*RECORDS SHOWN*
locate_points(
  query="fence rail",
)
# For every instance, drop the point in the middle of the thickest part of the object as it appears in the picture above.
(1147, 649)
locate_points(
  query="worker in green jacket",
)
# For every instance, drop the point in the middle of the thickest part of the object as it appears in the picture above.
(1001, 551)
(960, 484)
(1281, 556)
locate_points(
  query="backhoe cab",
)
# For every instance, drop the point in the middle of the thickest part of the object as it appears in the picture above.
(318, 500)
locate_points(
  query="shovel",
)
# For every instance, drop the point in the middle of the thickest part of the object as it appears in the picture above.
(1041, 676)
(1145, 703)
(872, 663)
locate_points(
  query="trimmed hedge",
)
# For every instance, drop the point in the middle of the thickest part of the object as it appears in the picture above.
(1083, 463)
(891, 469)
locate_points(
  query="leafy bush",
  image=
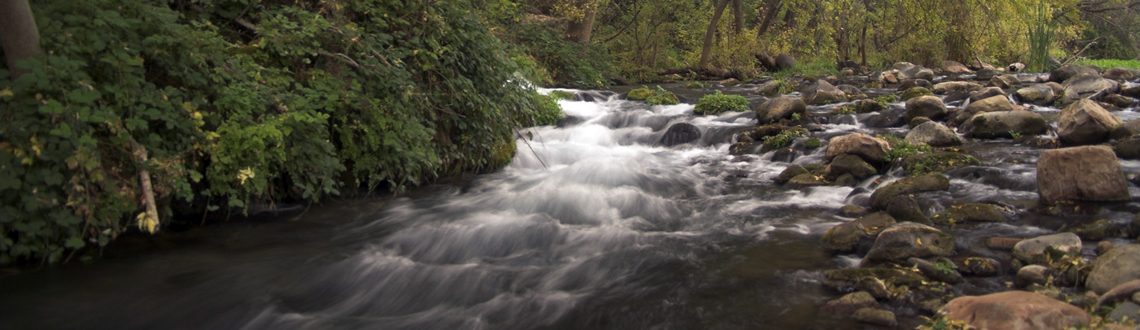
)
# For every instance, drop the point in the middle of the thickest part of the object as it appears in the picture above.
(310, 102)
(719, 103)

*YOUR ASSIGNMENT*
This task calls for the number of lines in the entries that contain the string "query", with no accompanying text.

*ANSWER FOR THE TASK*
6